_What you have to do:_
For the listing below, return the line containing "Where can you see the frost-covered", the line containing "Where can you see the snowy", and all lines in between, exactly as written and nothing else.

** Opening Data supplied block **

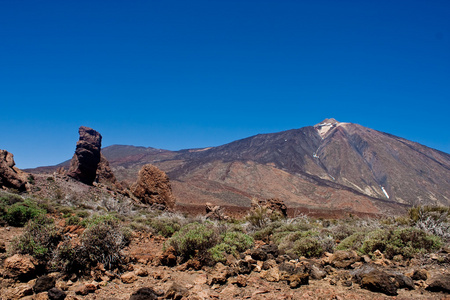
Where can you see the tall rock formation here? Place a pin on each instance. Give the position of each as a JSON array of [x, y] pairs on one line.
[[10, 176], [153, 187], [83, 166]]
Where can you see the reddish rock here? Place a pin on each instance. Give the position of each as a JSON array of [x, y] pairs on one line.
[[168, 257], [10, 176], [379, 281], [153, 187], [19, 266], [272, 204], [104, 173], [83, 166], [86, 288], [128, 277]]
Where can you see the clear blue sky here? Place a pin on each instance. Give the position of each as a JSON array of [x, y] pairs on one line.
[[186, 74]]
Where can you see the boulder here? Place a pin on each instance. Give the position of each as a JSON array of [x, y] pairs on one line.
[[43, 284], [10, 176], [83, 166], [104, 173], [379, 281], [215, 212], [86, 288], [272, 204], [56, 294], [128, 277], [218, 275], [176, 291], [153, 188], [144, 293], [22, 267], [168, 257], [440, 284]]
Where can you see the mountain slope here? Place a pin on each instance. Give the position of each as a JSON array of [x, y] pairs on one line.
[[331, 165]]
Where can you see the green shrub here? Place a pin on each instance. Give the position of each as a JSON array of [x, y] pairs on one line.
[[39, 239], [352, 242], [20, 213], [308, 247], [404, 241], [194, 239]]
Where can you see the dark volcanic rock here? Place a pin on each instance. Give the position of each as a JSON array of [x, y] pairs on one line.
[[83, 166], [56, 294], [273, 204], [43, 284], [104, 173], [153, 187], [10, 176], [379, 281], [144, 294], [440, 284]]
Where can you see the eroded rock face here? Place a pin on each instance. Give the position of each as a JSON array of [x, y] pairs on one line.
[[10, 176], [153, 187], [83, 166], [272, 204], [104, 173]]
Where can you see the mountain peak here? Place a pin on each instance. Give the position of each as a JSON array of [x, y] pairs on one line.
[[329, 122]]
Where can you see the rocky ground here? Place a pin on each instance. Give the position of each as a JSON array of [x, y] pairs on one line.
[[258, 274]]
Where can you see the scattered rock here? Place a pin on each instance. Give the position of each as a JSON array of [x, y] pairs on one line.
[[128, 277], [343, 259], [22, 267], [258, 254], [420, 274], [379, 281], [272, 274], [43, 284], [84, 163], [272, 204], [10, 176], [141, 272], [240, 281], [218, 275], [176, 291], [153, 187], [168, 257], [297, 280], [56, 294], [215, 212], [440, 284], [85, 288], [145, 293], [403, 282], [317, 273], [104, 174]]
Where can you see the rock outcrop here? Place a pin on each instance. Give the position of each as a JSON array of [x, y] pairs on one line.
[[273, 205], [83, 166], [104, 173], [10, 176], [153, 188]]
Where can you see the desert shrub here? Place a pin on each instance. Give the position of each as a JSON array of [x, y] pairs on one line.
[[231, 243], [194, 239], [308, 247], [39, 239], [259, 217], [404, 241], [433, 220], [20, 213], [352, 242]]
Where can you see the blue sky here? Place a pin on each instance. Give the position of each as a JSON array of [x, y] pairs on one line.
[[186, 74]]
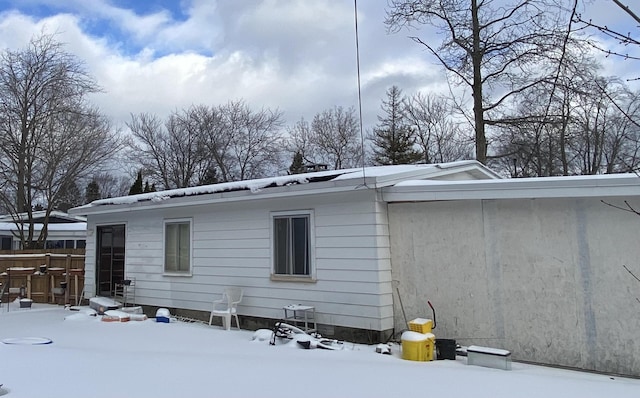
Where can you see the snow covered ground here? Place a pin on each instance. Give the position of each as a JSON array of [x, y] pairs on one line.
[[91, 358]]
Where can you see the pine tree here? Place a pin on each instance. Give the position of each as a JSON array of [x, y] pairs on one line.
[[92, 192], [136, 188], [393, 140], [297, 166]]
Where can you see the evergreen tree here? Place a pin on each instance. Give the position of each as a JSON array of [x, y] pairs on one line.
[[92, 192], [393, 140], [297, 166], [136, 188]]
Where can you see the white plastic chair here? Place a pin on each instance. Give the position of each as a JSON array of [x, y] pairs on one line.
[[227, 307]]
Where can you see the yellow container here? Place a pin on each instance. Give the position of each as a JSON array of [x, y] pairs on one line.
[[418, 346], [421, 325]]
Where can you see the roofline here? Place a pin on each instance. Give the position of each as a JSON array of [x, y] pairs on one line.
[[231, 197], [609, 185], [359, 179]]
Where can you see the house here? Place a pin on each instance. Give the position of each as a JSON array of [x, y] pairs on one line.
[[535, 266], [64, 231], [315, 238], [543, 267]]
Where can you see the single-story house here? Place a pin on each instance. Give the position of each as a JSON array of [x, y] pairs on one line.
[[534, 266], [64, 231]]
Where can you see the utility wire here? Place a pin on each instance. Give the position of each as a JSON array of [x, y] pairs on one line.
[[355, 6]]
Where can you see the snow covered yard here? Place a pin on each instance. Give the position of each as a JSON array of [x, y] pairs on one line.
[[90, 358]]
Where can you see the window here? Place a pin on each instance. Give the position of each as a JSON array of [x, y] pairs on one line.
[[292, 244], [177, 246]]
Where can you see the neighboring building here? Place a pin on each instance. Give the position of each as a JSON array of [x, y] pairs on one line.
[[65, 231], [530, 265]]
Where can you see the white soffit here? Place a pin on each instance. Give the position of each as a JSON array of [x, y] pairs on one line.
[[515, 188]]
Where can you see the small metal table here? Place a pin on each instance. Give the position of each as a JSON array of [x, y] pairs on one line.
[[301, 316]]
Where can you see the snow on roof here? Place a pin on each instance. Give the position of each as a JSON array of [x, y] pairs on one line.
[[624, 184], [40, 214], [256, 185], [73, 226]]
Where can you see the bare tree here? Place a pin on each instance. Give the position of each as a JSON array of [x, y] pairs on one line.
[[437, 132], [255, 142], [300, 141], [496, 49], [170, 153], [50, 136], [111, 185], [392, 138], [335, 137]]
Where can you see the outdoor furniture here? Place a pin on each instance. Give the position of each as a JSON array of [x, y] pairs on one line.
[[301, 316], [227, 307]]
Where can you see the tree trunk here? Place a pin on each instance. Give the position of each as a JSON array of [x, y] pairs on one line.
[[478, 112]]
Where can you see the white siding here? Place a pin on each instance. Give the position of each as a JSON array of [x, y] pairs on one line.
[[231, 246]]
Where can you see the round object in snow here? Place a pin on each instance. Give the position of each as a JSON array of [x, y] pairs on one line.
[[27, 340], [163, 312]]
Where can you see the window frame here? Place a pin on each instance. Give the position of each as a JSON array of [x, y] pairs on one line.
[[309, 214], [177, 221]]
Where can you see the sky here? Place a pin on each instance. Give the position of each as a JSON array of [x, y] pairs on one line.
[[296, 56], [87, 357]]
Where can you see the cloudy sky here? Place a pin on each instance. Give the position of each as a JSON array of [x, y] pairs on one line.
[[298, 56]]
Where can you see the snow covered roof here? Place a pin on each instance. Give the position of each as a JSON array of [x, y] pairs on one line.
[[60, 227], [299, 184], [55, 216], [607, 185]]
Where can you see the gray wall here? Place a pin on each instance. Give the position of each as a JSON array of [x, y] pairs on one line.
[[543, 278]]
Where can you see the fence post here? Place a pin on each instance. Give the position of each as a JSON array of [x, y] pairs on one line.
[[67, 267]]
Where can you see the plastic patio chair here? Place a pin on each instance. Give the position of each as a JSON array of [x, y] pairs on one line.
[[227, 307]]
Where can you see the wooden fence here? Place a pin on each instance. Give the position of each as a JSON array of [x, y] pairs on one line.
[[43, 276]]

** Closing Data supplied block **
** Opening Data supplied block **

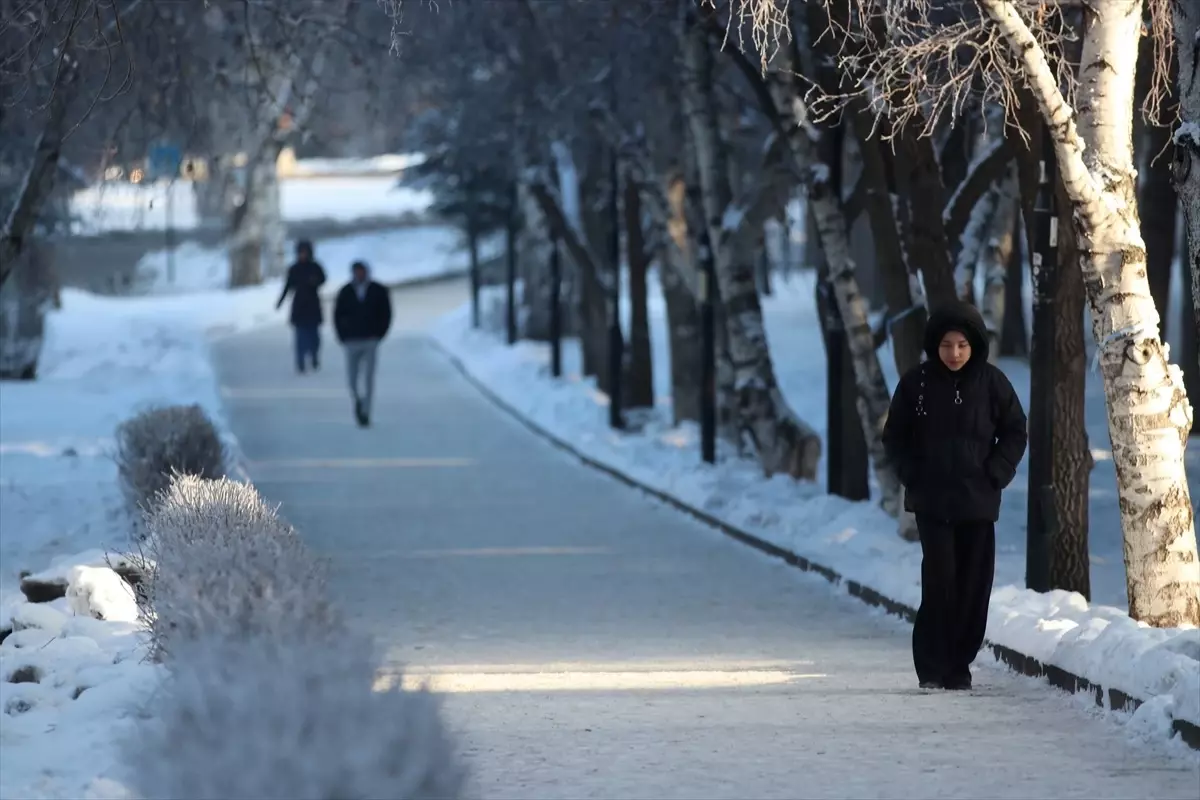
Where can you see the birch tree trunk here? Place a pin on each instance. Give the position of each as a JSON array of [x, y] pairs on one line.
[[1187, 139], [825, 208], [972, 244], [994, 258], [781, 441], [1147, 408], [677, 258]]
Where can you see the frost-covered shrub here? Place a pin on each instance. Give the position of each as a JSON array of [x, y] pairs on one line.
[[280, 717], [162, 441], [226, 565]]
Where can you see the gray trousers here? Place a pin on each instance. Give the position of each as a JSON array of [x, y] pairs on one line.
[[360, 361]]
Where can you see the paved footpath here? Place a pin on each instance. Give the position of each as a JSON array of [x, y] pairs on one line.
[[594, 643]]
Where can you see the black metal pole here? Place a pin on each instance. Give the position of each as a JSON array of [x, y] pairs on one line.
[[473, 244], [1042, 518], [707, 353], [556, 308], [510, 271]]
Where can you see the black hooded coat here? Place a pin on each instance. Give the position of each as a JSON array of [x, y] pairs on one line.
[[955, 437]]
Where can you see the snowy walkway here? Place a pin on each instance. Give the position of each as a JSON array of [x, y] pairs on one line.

** Closing Data supplied block **

_Result of the task:_
Where can you see the frost-covered shrub here? Place a pin on each instance. Give the position of each as a JSON array of [x, y] pairs on one line.
[[280, 717], [162, 441], [226, 565]]
Where can you see the gray trousers here? Place a pin on each instance. Give the position of each as a JSON array of [x, y] pairs on one line.
[[360, 361]]
Where can you see the paved footpath here? Place a pin on each instance. Give the position of each as a JSON array of [x, y] pairs on one line.
[[594, 643]]
Where can you see the black metal pole here? Place a pin on each instance. Give the position of each as a JSON array of [x, y] pairs on one line.
[[473, 244], [1042, 518], [707, 353], [556, 308], [510, 271]]
Where can you see the black hooded coat here? Place a pin on each instance. Give the position of each as a JSON array of [x, y] pairs on one line.
[[955, 437]]
Where can you see the snowy walkway here? Place a pin on each instance. Give the position of each as a JSON array of [x, y] pairs on one line.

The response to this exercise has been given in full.